> _What you are asked to do_
Scale the data from the line containing "Doubt it, but supposedly the dead" through the line containing "[65,401,78,437]", both ends included, and reproduce only that stretch, requests and all. Multiply every bounding-box coordinate in the answers by 2.45 and round each result to a whole number, with halves rounded up.

══ Stored records ══

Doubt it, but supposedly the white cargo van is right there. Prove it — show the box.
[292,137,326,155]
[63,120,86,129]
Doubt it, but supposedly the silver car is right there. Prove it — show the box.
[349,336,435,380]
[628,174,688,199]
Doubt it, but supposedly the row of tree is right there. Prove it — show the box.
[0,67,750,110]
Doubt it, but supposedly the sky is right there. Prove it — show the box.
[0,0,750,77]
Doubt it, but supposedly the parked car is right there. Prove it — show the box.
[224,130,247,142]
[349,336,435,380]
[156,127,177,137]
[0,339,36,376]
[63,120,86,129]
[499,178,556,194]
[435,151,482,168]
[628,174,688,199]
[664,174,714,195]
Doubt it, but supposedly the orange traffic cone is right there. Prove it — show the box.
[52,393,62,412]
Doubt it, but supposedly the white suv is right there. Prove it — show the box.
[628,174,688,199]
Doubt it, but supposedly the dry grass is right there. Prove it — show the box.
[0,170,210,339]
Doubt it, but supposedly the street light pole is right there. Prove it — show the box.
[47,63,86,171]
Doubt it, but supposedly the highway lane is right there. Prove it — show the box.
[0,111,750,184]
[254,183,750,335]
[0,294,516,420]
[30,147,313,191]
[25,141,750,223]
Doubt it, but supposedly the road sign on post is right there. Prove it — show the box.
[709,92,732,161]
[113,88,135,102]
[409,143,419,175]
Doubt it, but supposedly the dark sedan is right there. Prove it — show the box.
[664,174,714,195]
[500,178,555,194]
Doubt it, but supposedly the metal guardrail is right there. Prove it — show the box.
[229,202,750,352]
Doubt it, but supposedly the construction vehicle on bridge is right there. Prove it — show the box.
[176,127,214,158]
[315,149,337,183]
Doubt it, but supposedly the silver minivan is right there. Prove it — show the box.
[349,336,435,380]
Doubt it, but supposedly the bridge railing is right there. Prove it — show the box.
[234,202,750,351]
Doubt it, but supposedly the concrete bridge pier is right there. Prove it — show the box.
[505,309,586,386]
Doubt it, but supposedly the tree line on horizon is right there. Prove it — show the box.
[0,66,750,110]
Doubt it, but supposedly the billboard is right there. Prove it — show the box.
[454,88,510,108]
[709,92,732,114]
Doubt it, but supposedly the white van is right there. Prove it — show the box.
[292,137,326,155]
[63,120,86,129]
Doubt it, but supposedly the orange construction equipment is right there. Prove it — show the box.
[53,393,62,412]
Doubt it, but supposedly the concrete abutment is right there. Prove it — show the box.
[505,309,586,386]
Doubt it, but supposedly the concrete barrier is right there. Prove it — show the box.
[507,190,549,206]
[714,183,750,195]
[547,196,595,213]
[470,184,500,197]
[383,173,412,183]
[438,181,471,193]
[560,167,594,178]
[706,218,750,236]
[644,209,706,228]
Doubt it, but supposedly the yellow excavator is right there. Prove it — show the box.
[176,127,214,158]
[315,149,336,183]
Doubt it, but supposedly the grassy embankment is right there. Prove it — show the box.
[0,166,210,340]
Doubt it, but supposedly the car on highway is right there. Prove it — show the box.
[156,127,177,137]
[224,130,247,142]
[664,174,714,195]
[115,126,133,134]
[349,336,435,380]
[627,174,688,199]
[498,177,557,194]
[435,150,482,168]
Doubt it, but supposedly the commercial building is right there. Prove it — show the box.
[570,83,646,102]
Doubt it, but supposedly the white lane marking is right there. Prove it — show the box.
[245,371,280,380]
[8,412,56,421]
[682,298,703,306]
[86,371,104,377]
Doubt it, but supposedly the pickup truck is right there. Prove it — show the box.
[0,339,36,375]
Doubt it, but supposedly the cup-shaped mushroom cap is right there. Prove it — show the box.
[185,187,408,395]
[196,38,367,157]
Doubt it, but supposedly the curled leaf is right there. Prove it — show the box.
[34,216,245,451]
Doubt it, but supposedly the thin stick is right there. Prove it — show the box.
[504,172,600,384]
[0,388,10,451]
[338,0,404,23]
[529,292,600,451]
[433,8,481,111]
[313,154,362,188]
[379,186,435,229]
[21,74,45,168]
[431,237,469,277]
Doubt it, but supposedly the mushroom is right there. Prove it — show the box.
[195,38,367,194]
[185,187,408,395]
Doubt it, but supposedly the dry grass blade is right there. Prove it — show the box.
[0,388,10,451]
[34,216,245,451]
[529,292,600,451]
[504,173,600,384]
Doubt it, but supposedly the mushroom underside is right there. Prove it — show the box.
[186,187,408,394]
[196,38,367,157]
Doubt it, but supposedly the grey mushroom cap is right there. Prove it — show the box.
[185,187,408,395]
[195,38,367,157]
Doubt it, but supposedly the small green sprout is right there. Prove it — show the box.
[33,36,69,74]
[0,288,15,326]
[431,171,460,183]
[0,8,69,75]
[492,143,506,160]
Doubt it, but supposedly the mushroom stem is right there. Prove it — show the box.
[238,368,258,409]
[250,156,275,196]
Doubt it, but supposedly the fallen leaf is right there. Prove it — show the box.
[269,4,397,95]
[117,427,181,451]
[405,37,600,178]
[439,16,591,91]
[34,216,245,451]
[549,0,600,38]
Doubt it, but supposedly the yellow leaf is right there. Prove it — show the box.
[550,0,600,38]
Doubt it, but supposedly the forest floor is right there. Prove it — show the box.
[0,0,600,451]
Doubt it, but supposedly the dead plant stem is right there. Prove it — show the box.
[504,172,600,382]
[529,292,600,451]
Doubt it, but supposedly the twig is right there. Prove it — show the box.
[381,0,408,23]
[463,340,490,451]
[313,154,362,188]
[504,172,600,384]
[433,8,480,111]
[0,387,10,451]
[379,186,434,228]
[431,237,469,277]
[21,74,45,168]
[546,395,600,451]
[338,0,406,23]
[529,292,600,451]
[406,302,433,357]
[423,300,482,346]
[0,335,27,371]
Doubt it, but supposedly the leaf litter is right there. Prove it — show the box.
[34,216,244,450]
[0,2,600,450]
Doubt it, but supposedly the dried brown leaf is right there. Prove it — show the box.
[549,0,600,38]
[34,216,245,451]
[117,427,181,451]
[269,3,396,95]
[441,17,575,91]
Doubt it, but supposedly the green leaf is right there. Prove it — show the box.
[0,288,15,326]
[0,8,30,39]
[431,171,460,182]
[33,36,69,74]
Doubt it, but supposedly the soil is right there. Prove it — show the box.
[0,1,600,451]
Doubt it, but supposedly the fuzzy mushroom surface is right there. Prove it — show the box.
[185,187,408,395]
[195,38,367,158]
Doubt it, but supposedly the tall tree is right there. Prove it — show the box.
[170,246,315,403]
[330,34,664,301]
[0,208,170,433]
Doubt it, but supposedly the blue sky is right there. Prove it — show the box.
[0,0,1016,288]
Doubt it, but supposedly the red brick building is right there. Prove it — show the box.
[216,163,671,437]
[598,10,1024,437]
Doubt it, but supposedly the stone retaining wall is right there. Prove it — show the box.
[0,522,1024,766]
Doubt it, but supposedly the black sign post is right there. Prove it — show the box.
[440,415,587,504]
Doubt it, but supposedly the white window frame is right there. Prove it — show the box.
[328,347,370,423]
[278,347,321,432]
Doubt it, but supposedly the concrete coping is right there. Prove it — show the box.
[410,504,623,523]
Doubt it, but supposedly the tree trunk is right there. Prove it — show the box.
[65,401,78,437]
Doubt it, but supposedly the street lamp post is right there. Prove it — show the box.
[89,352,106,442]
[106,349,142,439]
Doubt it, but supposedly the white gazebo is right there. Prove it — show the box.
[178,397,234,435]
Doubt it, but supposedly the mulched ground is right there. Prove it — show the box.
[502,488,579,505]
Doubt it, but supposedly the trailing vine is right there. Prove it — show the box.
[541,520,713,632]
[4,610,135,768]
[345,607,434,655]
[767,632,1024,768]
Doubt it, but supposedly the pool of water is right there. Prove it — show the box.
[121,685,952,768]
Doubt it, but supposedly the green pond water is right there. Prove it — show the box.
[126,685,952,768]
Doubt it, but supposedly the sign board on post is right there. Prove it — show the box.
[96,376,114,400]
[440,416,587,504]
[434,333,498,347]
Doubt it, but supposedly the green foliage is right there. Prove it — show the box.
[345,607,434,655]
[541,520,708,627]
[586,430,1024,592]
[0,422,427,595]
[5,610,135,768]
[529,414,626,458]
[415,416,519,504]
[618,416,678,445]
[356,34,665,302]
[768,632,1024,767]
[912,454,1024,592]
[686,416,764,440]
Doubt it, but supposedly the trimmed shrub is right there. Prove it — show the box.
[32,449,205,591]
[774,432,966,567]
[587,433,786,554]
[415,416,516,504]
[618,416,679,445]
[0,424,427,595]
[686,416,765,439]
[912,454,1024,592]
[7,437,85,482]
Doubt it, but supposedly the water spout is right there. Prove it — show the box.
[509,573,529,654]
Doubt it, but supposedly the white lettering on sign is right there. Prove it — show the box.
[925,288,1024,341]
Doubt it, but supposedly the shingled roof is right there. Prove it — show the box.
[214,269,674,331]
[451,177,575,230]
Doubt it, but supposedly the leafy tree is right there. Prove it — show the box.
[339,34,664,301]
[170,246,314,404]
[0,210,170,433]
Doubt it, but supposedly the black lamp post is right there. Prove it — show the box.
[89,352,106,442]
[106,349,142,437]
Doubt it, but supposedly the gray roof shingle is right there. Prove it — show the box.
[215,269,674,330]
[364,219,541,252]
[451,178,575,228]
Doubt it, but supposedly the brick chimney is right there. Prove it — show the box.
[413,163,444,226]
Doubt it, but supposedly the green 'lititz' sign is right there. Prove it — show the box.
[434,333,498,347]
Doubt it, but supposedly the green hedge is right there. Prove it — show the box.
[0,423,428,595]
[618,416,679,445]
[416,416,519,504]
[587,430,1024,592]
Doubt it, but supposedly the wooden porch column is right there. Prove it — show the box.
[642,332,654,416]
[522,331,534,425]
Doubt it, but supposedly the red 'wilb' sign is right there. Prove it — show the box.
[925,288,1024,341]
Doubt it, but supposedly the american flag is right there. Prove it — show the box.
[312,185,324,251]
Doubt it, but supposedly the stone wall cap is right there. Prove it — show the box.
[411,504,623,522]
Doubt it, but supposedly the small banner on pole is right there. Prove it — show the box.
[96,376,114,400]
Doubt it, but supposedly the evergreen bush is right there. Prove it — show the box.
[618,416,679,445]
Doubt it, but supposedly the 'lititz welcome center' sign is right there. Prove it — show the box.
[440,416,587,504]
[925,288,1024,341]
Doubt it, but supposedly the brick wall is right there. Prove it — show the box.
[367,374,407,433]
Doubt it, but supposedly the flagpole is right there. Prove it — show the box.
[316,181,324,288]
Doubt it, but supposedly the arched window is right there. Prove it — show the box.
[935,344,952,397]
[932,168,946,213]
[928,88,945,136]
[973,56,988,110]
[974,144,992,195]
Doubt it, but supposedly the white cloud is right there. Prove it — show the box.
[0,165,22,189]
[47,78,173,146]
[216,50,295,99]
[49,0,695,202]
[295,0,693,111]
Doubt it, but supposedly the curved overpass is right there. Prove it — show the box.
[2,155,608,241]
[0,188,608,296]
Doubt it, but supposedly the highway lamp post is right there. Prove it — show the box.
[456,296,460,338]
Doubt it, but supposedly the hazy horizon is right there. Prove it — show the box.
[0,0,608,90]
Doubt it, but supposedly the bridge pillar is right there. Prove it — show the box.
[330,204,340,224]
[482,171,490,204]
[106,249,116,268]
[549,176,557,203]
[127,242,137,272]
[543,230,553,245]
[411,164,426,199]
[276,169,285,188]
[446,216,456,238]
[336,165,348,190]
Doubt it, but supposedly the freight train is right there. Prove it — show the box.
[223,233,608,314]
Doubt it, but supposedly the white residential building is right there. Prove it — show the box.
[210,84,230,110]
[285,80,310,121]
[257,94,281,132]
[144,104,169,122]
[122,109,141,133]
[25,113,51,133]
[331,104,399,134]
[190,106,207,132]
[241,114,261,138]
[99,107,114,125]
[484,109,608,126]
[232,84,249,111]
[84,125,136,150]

═══

> _Reply_
Doubt it, but supposedly the dead plant stem is right there. Prove it — show the box.
[1235,421,1470,936]
[1296,715,1470,1105]
Doubt it, but supposedly the twig is right there. Prove it — show the box.
[933,0,1000,56]
[1134,833,1201,1105]
[767,377,887,461]
[1235,421,1470,941]
[1061,20,1176,272]
[0,948,25,1105]
[929,456,1063,559]
[1056,581,1149,679]
[51,181,110,412]
[1338,968,1470,1105]
[828,0,995,56]
[1296,715,1470,1105]
[995,740,1061,875]
[1036,735,1181,848]
[0,821,66,909]
Doubt it, but supposedly the leaf litter is right there. Prove it — show the box.
[83,529,598,1103]
[0,5,1470,1103]
Doubt it, but supposedly the dried brown leaf is right there. Prove it — show the box.
[1345,0,1470,93]
[83,529,600,1105]
[287,1046,443,1105]
[659,7,970,233]
[1080,42,1409,223]
Doubt it, but supposedly the green leaf is right there. Prove it — show the box.
[0,706,37,799]
[0,20,74,96]
[1056,419,1127,446]
[81,88,169,181]
Doubt it, but supposedly the soil is right there. Prove it — show the box.
[0,2,1470,1105]
Doubt it, but supposedly the fuzzy mushroom surface is right there. Prove it — show the box.
[453,458,1000,968]
[478,93,899,387]
Doubt it, but supposedly the tall tree is right there. Prove it — show the box.
[417,603,772,987]
[809,83,1627,737]
[0,510,417,1061]
Doubt it, but supposedly the blue sky is right there. Prove it — show the box.
[0,0,2489,706]
Doubt it, but supposedly the red brick building is right there. Prove it — show the box.
[529,399,1644,1071]
[1465,25,2509,1071]
Doubt it, but supposedly the stone retaining wall is right there. Prove it — show the box.
[0,1279,2509,1877]
Doubt it, but supposedly the black sign post is right there. Prove it — show the box.
[1078,1017,1438,1235]
Doubt it, but supposedly the white window frame is right there. Prove it — show the box.
[804,850,907,1036]
[681,850,786,1058]
Doubt it, but supposedly the concrete coping is right there. Prove it — show the box.
[1005,1235,1526,1281]
Doubt it, but supposedly the tree trunk is right there. Prove it — show the box.
[159,982,191,1071]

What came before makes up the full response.